• [What needs to be done] Please reproduce the records from their start to the line with "x=556 y=851", changing "weathered" to "worn" and keeping everything else unchanged.
──────── Input for this task
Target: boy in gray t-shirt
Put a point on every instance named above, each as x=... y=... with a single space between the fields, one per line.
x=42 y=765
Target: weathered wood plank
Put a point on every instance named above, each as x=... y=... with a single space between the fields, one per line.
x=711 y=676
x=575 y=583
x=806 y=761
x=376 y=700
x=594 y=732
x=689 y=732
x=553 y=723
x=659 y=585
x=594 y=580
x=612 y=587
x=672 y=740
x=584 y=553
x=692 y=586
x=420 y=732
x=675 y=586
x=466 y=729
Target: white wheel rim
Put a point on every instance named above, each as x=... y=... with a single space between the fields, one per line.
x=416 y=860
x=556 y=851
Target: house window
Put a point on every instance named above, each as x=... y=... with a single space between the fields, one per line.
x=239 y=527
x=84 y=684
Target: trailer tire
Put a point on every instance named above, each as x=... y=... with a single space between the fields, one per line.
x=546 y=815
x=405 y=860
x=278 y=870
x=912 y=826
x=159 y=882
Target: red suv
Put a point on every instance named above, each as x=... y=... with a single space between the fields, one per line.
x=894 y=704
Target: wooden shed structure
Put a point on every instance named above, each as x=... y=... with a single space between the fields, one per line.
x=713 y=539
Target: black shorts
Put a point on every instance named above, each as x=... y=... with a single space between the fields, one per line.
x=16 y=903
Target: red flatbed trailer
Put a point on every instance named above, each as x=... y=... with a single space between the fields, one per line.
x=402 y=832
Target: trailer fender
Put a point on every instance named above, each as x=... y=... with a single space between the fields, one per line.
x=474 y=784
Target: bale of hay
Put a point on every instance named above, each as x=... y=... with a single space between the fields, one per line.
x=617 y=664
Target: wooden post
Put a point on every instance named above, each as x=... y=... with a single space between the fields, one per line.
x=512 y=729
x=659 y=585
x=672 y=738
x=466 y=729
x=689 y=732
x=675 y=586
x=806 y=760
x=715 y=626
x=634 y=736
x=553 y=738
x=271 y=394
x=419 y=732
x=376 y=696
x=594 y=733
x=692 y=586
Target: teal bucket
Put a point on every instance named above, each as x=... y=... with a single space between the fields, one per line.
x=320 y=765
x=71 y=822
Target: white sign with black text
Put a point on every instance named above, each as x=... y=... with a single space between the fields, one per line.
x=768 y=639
────────────────
• [Worked answer]
Target: boy in gray t-shirt
Put a point on every instance named above, each as x=... y=... with a single space between the fields, one per line.
x=42 y=765
Target: worn wood plank
Put a point on every instance named above, each as x=... y=... with a single space between the fields, one per line.
x=711 y=676
x=575 y=583
x=806 y=761
x=376 y=700
x=594 y=732
x=689 y=732
x=553 y=723
x=659 y=585
x=594 y=580
x=612 y=587
x=672 y=740
x=584 y=553
x=692 y=586
x=420 y=732
x=675 y=586
x=466 y=729
Target: white wheel rim
Put a point on every instance named above, each as x=... y=... with a single space between the fields, one per line.
x=416 y=860
x=556 y=851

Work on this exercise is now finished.